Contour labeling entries
◇ ◇ ◇ ◇

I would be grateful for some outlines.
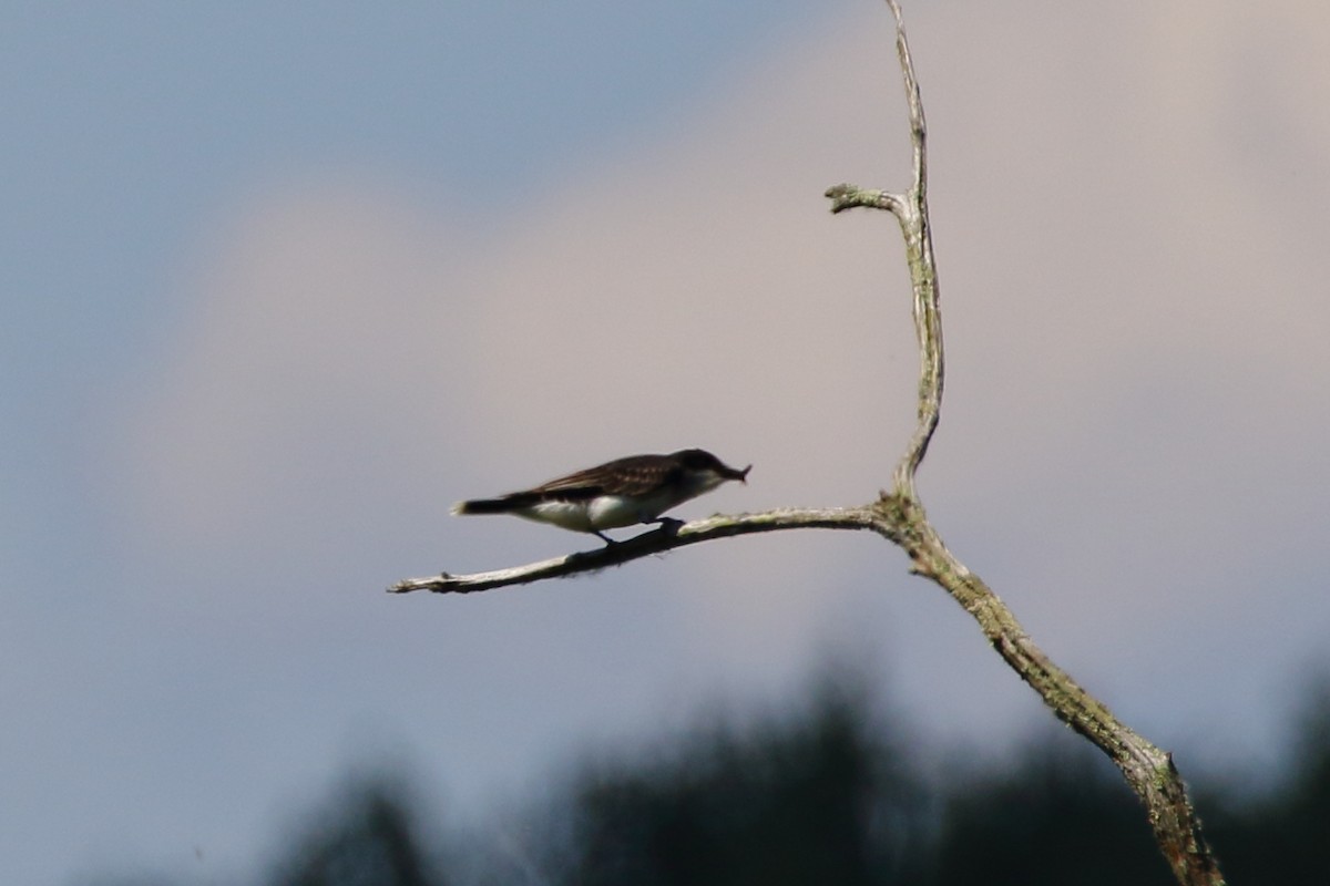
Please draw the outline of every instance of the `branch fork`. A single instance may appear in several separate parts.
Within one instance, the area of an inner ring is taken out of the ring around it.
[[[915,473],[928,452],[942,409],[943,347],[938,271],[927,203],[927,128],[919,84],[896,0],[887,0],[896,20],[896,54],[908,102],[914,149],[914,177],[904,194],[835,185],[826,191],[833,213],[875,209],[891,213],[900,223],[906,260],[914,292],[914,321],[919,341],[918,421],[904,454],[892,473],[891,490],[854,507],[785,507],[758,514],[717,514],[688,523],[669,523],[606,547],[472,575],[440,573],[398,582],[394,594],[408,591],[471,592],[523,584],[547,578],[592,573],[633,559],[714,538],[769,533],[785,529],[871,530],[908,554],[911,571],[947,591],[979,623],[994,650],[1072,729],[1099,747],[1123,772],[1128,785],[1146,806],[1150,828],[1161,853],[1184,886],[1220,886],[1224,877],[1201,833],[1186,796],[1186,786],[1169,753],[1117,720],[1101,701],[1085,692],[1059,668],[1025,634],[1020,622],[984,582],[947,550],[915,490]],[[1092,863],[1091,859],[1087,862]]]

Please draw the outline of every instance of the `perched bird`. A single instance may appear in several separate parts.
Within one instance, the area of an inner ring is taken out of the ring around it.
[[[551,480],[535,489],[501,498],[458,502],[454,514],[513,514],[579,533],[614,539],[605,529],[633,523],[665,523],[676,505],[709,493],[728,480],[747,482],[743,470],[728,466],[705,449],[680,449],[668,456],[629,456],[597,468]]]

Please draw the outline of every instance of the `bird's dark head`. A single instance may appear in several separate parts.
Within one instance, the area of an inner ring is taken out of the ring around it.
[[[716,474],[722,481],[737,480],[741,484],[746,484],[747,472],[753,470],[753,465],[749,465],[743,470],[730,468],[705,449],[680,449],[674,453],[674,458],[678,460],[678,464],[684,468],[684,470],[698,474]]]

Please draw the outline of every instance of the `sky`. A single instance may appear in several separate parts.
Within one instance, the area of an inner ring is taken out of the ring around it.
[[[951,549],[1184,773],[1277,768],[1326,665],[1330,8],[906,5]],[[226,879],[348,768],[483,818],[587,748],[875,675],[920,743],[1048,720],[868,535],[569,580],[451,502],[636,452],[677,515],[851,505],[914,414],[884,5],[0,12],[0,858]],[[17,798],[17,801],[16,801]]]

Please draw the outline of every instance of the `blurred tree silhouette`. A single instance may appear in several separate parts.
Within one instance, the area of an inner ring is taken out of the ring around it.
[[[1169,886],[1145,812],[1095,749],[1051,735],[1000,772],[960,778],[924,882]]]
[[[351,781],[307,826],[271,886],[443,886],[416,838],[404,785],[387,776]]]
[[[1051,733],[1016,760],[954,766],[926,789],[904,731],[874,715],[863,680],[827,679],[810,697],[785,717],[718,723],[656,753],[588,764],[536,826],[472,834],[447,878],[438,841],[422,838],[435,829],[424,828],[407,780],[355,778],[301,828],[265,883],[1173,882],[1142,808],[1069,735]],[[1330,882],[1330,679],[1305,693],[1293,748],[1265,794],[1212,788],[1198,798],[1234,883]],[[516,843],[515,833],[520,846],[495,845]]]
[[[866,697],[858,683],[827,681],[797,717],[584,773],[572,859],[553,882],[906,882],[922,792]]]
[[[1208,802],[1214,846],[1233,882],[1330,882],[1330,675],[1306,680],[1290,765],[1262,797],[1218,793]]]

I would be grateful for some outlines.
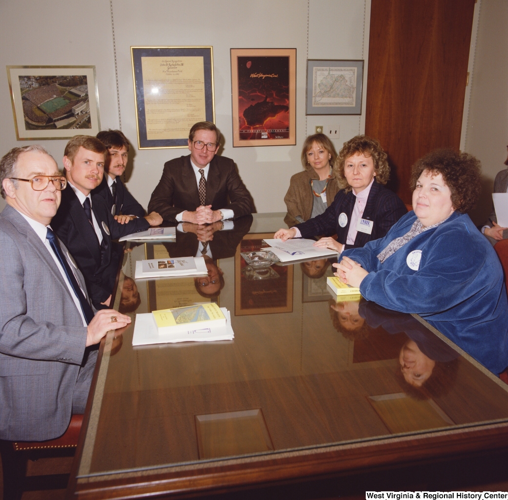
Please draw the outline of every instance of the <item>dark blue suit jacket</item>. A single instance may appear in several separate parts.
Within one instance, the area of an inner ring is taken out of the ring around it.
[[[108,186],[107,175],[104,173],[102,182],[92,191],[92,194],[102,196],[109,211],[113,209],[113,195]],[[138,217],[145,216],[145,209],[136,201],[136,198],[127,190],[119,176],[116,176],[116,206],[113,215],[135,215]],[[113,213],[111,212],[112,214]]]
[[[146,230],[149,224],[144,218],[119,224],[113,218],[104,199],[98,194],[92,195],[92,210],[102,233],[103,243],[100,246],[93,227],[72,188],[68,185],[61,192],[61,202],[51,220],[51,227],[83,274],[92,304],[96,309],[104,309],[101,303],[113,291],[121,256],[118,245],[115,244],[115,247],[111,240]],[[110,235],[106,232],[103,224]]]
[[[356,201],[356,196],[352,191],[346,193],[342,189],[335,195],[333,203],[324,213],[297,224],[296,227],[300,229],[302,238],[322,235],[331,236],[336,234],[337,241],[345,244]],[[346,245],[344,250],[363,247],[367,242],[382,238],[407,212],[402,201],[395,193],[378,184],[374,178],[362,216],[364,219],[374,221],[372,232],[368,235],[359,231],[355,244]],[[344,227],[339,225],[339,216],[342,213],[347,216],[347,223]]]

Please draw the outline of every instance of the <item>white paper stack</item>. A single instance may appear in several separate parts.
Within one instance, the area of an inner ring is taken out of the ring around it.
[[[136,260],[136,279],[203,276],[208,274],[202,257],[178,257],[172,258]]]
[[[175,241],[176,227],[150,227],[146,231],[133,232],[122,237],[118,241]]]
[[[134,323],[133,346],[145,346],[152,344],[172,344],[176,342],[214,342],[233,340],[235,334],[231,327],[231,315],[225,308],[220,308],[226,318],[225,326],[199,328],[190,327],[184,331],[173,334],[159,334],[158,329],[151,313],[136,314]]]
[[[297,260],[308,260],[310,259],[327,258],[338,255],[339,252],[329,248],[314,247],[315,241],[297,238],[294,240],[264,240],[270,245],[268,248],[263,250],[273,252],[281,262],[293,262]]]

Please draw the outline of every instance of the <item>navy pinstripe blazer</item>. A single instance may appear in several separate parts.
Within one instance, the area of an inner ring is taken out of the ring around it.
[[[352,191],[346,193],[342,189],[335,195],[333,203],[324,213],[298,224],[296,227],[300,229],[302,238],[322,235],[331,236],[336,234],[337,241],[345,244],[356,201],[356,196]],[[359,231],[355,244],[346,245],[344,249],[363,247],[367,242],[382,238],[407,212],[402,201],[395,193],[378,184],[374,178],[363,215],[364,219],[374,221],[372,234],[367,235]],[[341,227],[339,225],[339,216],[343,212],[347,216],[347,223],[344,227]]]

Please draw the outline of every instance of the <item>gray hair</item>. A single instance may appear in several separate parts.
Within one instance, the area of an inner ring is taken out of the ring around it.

◇ ◇ ◇ ◇

__Instruction__
Are you able to set down all the lines above exactly, without any pictures?

__Written solution__
I would be grateful for some outlines.
Please draw the outline of every instance of the `branch fork`. A single instance may appear in several separate parts.
Within one instance, the area of an inner ring is taken out of the ring around it.
[[[915,473],[928,452],[942,409],[943,347],[938,271],[927,203],[927,128],[919,84],[896,0],[887,0],[896,20],[896,54],[908,102],[914,149],[914,177],[904,194],[835,185],[826,191],[833,213],[875,209],[891,213],[900,223],[906,260],[914,292],[914,321],[919,341],[918,421],[904,454],[892,473],[891,490],[854,507],[785,507],[758,514],[717,514],[688,523],[669,523],[606,547],[472,575],[440,573],[398,582],[394,594],[408,591],[471,592],[523,584],[547,578],[592,573],[633,559],[714,538],[769,533],[785,529],[871,530],[908,554],[911,571],[947,591],[979,623],[994,650],[1072,729],[1099,747],[1123,772],[1128,785],[1146,806],[1150,828],[1161,853],[1184,886],[1220,886],[1224,877],[1201,833],[1186,796],[1186,786],[1169,753],[1117,720],[1101,701],[1085,692],[1059,668],[1025,634],[1020,622],[984,582],[947,550],[915,490]],[[1092,863],[1091,859],[1087,862]]]

Please draw the outline of every instance of the `perched bird`. A single instance may appear in several separate parts.
Within one instance, the area of an inner ring is taken out of the ring around it.
[[[551,480],[535,489],[501,498],[458,502],[454,514],[513,514],[579,533],[614,539],[605,529],[633,523],[665,523],[676,505],[709,493],[728,480],[747,482],[743,470],[728,466],[705,449],[680,449],[668,456],[629,456],[597,468]]]

Please draw the outline of every instance of the `bird's dark head`. A single instance may appear in several separate parts.
Within one instance, the area of an inner ring is taken out of the ring around it.
[[[716,474],[722,481],[737,480],[741,484],[746,484],[747,472],[753,470],[753,465],[749,465],[743,470],[730,468],[705,449],[680,449],[674,453],[674,458],[678,460],[678,464],[684,468],[684,470],[698,474]]]

Please draw the outline of every instance of the `sky`. A single instance may appear in several separate parts.
Within one instance, the area of an inner ring is taken out of the ring around it.
[[[951,549],[1184,773],[1277,768],[1326,665],[1330,8],[906,5]],[[226,879],[348,768],[483,818],[587,748],[875,675],[920,743],[1048,720],[868,535],[569,580],[451,502],[636,452],[677,515],[851,505],[914,414],[884,5],[0,12],[0,858]],[[17,798],[17,801],[16,801]]]

Please draw the outline of every instance of the `blurred tree silhouette`. A single instance may appear in several separate parts.
Within one instance, the area of an inner ring is taken out of the ring around it.
[[[1169,886],[1145,812],[1095,749],[1051,735],[1000,772],[960,778],[924,882]]]
[[[351,781],[307,826],[271,886],[443,886],[416,838],[404,785],[387,776]]]
[[[1051,733],[1016,760],[954,766],[926,789],[904,731],[874,715],[863,680],[827,679],[810,697],[785,717],[718,723],[656,753],[588,764],[536,826],[472,834],[447,878],[438,841],[422,838],[435,829],[424,828],[407,780],[355,778],[301,828],[265,883],[1173,882],[1142,808],[1069,735]],[[1330,882],[1330,679],[1305,693],[1293,748],[1265,794],[1212,788],[1198,798],[1234,883]],[[516,843],[515,833],[520,846],[495,845]]]
[[[866,697],[858,683],[827,681],[797,717],[584,773],[572,859],[553,882],[906,882],[922,792]]]
[[[1208,802],[1214,846],[1233,882],[1330,882],[1330,675],[1306,680],[1290,765],[1262,797],[1218,793]]]

I would be grateful for some outlines.
Please draw the outline of every instance of the <item>dark blue suit jacket</item>. A single instance may appear in several separate parts.
Within one instance, the area of an inner ring is taken out of the ring around it.
[[[108,186],[107,175],[104,173],[102,182],[92,191],[92,194],[102,196],[109,211],[113,209],[113,195]],[[138,217],[145,216],[145,209],[136,201],[136,198],[127,190],[119,176],[116,176],[116,206],[113,215],[135,215]],[[113,213],[111,212],[112,214]]]
[[[146,230],[149,224],[144,218],[119,224],[113,218],[104,199],[98,194],[92,195],[92,210],[102,233],[103,243],[100,246],[93,227],[72,188],[68,185],[61,192],[61,202],[51,220],[51,227],[83,274],[92,304],[96,309],[104,309],[101,303],[113,291],[121,256],[118,245],[115,244],[115,247],[111,240]],[[110,235],[106,232],[103,224]]]
[[[356,201],[356,196],[352,191],[346,193],[342,189],[335,195],[333,203],[324,213],[297,224],[296,227],[300,229],[302,238],[322,235],[331,236],[336,234],[337,241],[345,244]],[[346,245],[344,250],[363,247],[367,242],[382,238],[407,212],[402,201],[395,193],[378,184],[374,178],[362,216],[364,219],[374,221],[372,232],[368,235],[359,231],[355,244]],[[344,227],[339,225],[339,216],[342,213],[347,216],[347,223]]]

Please draw the outline of every instance of the <item>white paper stack</item>. A single instance may appear in several separate parts.
Within one instance, the area of an inner ring is taken out of the ring around it.
[[[136,260],[136,279],[203,276],[208,274],[202,257],[178,257],[172,258]]]
[[[175,241],[176,227],[150,227],[146,231],[133,232],[122,237],[118,241]]]
[[[134,323],[133,346],[145,346],[152,344],[172,344],[176,342],[214,342],[233,340],[235,334],[231,327],[231,315],[225,308],[220,308],[226,318],[225,326],[199,328],[190,327],[184,331],[173,334],[159,334],[158,329],[151,313],[136,314]]]
[[[297,260],[308,260],[310,259],[327,258],[338,255],[339,252],[329,248],[314,247],[315,241],[297,238],[294,240],[264,240],[270,245],[268,248],[263,250],[273,252],[281,262],[293,262]]]

Please draw the outline of every instance of the <item>navy pinstripe blazer</item>. A single instance may appear in several separate parts.
Within one instance, the area of an inner ring is taken out of the ring around it.
[[[352,191],[346,193],[342,189],[335,195],[333,203],[324,213],[298,224],[296,227],[300,229],[302,238],[322,235],[331,236],[336,234],[337,241],[345,244],[356,201],[356,196]],[[359,231],[355,244],[346,245],[344,249],[363,247],[367,242],[382,238],[407,212],[402,201],[395,193],[378,184],[374,178],[363,215],[364,219],[374,221],[372,234],[367,235]],[[341,227],[339,225],[339,216],[343,212],[347,216],[347,223],[344,227]]]

Please draw the outline of every instance of the <item>gray hair</item>. A single instance may appear in several separate parts.
Within one instance, the area of an inner ring is taken out of the ring around it.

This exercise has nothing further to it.